#### TEXTO DE ORIGEM:
╔══
Tudo pensado ao pormenor

O jogo de Londres não foi uma mera exibição da modalidade. Para os Vikings e para os Steelers era um desafio do campeonato, tão importante como os disputados no outro lado do Atlântico, e ninguém queria perder. Conferências de imprensa organizadas, estrutura movida em peso para a capital britânica e a vontade de quebrar um ciclo de derrotas, algo comum às duas equipas que à quarta jornada ainda não tinham conseguido vencer.

Na véspera do jogo um momento insólito em Picadilly Circus, bem no coração de Londres. A meio da tarde, um casal com um filho de cerca de três anos sai do táxi e começa a tirar fotos, como qualquer outro turista nesta cidade. «O que faz aqui Adrien Peterson, não joga amanhã?», pergunto. «Sim, claro, mas o treinador deu a tarde livre e aproveitei para vir visitar o centro de Londres, que não conheço», responde o simpático homen, que por acaso é Adrian Peterson, a estrela dos Minessota Vikings o melhor jogador do futebol americano na atualidade.



O encontro, porém, aparenta apenas ser casual. A segui-lo vai uma equipa da «NFL Films», que capta todos os movimentos deste contacto com o público para fazer mais um documentário de promoção do grande atleta. E Peterson responde a tudo e a todos, tira fotos, assina autógrafos e sorri. 24 horas depois seria a grande figura do jogo.

Wembley recebeu o futebol americano com a mesma pompa do nosso futebol e à semelhança da final da Liga dos Campeões, o jogo da NFL esgotou todos os lugares disponíveis do mítico estádio. O espetáculo começou muito antes do primeiro pontapé na bola, com concerto de Tinie Tempah, para além do hino dos Estados Unidos ter sido cantado por Gene Simmons, o líder da banda «Kiss».
╚══
#### ITENS FORNECIDOS:
╔══
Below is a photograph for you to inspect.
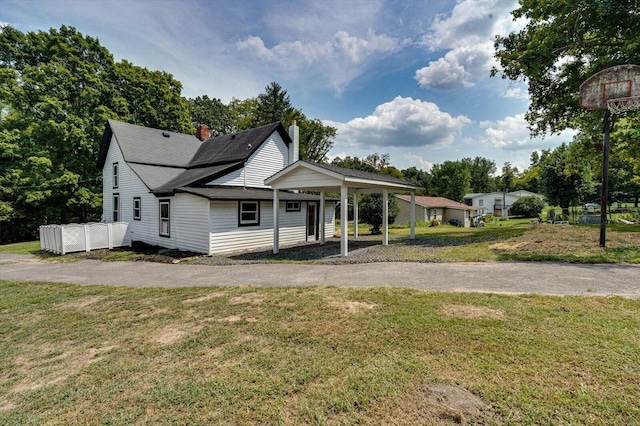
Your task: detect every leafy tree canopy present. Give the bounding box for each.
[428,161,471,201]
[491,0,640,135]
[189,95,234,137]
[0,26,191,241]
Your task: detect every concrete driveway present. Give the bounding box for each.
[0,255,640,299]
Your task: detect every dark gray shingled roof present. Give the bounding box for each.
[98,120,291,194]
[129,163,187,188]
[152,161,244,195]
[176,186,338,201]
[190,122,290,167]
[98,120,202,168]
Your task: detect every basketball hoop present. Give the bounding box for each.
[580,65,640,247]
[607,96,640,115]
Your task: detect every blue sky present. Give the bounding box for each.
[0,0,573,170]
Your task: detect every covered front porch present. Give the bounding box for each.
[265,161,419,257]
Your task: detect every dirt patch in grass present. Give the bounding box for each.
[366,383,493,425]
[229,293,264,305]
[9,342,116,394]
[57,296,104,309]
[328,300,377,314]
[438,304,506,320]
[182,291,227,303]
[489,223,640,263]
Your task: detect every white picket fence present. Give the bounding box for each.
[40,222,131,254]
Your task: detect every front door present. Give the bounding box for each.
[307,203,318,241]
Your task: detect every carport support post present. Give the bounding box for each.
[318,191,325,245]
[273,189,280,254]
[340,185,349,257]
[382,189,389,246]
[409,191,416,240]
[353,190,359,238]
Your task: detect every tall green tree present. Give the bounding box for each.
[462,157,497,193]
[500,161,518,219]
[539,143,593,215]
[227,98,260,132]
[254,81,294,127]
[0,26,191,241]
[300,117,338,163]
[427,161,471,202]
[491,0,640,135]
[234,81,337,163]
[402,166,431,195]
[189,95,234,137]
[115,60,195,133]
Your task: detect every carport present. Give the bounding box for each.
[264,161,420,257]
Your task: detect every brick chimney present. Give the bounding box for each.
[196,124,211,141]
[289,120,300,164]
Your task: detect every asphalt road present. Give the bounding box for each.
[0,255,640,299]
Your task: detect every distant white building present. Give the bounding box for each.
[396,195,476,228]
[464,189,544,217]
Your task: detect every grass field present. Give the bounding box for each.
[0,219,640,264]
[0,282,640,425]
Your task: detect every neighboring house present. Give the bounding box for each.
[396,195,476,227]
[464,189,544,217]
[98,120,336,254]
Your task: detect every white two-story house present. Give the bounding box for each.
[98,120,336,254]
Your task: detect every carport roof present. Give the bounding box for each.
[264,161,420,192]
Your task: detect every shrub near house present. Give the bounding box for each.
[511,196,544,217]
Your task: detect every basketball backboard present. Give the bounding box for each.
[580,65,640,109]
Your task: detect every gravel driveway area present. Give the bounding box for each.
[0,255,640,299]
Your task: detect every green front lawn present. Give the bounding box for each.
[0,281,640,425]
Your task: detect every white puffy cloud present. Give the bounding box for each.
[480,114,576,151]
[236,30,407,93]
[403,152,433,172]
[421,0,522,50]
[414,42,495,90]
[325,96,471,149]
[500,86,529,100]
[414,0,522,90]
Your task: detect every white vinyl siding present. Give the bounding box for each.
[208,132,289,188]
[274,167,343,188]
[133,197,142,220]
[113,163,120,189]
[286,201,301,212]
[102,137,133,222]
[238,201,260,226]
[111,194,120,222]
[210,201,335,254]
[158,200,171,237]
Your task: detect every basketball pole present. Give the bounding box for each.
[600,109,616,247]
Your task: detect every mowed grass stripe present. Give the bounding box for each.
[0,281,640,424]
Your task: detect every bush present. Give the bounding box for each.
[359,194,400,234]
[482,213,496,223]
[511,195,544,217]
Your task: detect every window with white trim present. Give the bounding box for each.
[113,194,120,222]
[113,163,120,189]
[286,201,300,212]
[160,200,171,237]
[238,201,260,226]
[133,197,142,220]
╚══
╔══
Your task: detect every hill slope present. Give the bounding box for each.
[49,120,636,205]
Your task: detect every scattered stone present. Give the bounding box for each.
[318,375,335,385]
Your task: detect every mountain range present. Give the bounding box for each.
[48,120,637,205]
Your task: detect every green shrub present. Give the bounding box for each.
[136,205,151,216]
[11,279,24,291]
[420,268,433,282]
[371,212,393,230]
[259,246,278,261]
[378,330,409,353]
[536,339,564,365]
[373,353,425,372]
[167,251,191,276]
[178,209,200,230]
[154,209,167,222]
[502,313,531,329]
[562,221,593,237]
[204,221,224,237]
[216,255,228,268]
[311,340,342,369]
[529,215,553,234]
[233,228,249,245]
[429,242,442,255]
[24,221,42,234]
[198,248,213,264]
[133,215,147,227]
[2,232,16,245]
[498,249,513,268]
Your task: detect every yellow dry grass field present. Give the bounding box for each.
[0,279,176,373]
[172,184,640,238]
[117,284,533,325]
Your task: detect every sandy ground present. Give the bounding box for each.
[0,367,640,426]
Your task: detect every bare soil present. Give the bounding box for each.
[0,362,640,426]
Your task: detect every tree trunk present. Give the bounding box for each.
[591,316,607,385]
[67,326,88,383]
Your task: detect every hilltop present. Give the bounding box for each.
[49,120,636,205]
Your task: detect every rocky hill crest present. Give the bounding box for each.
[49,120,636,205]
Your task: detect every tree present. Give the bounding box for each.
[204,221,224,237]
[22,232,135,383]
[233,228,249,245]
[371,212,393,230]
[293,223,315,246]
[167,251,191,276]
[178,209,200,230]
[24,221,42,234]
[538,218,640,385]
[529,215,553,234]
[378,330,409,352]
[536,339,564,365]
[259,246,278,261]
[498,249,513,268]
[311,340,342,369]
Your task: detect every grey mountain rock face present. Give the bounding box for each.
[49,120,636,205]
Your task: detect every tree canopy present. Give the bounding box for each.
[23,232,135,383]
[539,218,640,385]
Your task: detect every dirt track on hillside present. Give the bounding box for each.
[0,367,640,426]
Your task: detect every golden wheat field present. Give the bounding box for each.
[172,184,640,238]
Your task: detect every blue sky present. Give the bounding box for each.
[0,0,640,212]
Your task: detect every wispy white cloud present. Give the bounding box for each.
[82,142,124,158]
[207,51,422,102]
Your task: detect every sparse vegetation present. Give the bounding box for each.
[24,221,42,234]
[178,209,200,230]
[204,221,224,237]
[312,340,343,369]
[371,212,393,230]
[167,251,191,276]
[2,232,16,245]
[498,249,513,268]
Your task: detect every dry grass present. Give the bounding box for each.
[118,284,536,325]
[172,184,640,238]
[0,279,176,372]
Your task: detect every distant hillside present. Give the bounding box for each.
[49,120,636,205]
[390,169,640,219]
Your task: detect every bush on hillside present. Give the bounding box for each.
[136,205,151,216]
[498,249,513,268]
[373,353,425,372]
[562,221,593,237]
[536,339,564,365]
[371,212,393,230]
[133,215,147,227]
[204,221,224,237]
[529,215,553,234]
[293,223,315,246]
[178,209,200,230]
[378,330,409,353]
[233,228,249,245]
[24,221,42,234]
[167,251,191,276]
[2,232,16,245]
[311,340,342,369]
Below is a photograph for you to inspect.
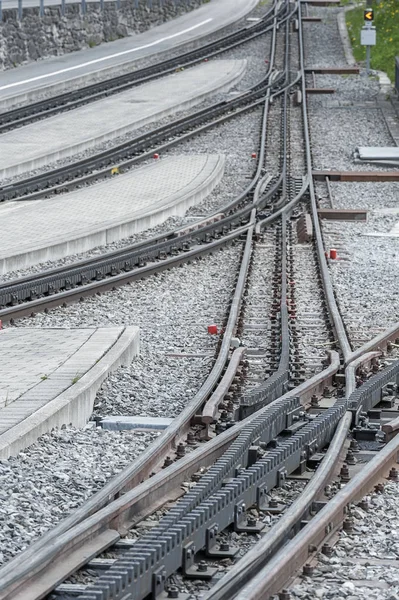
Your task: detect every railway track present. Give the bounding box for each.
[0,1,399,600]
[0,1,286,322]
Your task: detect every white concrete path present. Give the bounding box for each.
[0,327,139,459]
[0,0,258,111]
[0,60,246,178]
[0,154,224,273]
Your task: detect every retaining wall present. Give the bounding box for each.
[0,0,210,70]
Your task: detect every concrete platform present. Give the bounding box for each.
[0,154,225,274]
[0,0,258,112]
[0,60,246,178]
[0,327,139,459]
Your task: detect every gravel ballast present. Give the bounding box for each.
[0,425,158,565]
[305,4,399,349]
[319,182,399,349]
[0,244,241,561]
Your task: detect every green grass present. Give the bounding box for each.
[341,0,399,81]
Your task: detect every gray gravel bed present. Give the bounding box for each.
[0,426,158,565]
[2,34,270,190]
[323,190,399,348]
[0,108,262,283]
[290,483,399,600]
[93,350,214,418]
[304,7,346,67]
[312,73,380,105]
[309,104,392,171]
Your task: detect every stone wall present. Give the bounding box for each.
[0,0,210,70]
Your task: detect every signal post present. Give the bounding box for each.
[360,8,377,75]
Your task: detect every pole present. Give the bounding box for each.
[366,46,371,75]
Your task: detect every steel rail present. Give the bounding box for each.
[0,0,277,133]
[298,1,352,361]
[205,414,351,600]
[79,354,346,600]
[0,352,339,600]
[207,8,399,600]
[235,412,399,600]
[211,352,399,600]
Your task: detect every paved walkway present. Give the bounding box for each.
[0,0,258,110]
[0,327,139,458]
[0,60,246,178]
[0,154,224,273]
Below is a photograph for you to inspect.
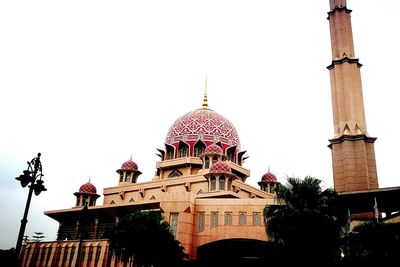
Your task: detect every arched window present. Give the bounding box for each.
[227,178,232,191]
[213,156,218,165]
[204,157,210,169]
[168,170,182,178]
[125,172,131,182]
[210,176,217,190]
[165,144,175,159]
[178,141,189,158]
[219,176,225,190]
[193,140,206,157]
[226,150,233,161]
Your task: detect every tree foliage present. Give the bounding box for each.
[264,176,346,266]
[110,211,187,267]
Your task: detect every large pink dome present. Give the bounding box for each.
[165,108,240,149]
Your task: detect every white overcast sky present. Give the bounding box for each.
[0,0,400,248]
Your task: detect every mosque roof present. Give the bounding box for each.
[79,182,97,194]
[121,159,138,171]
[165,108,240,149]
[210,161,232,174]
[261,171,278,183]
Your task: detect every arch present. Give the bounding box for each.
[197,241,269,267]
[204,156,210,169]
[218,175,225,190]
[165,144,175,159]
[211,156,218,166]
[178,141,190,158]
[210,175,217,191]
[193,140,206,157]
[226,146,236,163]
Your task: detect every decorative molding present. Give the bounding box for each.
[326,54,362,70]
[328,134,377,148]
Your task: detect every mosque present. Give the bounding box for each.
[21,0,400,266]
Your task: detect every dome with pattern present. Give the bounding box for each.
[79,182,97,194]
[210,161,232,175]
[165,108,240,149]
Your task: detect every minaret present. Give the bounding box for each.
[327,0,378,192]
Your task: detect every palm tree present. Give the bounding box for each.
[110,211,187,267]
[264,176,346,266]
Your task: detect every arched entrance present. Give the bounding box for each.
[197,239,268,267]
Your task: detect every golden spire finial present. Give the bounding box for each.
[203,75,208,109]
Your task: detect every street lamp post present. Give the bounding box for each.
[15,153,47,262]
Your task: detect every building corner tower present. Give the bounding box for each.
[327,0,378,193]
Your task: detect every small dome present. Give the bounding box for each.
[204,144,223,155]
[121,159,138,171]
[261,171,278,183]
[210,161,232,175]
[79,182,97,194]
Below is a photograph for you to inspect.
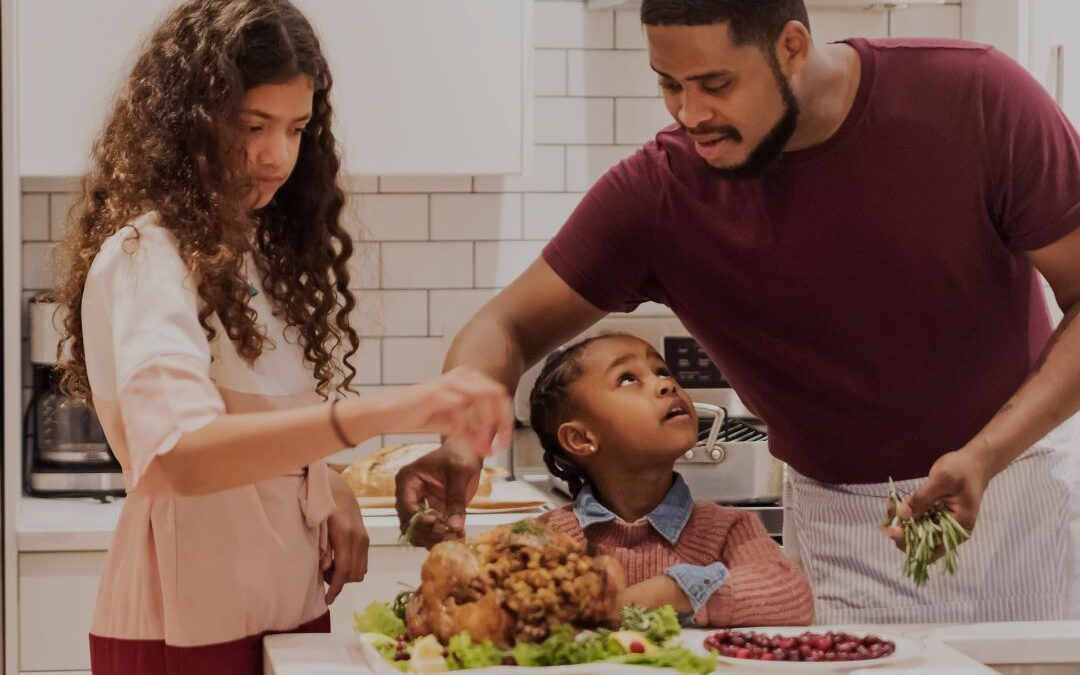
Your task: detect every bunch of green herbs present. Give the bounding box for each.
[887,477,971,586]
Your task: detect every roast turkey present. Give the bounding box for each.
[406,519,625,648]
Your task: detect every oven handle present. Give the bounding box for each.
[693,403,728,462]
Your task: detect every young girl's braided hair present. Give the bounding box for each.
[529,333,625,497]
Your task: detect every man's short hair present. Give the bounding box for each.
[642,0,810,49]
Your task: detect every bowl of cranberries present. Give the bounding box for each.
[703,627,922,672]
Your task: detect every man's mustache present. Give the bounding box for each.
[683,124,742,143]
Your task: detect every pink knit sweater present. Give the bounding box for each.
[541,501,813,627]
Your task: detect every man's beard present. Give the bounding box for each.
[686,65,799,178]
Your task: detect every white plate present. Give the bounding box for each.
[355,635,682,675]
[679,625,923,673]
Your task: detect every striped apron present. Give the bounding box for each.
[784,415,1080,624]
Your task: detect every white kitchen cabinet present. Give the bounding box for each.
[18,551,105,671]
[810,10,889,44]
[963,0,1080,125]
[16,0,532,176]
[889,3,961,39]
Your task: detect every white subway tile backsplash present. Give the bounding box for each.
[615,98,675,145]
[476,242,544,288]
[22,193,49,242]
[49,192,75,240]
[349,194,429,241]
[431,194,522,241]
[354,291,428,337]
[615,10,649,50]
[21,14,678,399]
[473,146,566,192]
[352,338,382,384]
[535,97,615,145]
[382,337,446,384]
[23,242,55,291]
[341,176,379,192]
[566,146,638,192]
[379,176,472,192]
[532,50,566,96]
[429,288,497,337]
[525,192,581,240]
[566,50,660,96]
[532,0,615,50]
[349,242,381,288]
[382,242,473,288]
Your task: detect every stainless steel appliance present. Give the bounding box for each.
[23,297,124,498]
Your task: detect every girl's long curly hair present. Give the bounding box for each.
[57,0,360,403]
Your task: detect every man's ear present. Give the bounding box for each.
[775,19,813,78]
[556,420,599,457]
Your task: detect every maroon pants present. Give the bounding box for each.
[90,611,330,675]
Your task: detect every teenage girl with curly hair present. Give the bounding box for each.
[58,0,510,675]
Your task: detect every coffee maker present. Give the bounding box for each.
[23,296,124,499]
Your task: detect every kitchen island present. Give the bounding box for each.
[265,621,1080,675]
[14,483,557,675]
╚══
#### LISTA DE TAREFAS:
1) Indique se cada afirmação concorda com o texto de origem, respondendo sim ou não e citando as palavras do texto que o decidem: (a) Antes da quarta jornada, os Vikings e os Steelers já tinham vencido pelo menos um jogo. (b) O jogo da NFL em Wembley esgotou todos os lugares do estádio. (c) O hino dos Estados Unidos foi cantado por Tinie Tempah.
2) Enumere todos os nomes próprios de lugares que aparecem no texto de origem.

#### RESPOSTAS ÀS TAREFAS:
1)
(a) Não: «algo comum às duas equipas que à quarta jornada ainda não tinham conseguido vencer».
(b) Sim: «o jogo da NFL esgotou todos os lugares disponíveis do mítico estádio».
(c) Não: «o hino dos Estados Unidos ter sido cantado por Gene Simmons».

2)
- Londres
- Atlântico
- Picadilly Circus
- Wembley
- Estados Unidos